Excerpted data.
·····
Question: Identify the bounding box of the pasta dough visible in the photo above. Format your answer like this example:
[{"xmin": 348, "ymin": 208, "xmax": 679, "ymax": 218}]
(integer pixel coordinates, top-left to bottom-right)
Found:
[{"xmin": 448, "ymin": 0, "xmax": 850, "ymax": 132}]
·····
The task. Output the material again, line for line.

Solution.
Question: Identify the bounding box of the pasta dough visible in the photo above. Format your answer like this example:
[{"xmin": 348, "ymin": 208, "xmax": 679, "ymax": 218}]
(integer pixel coordinates, top-left to bottom-right)
Found:
[{"xmin": 448, "ymin": 0, "xmax": 850, "ymax": 132}]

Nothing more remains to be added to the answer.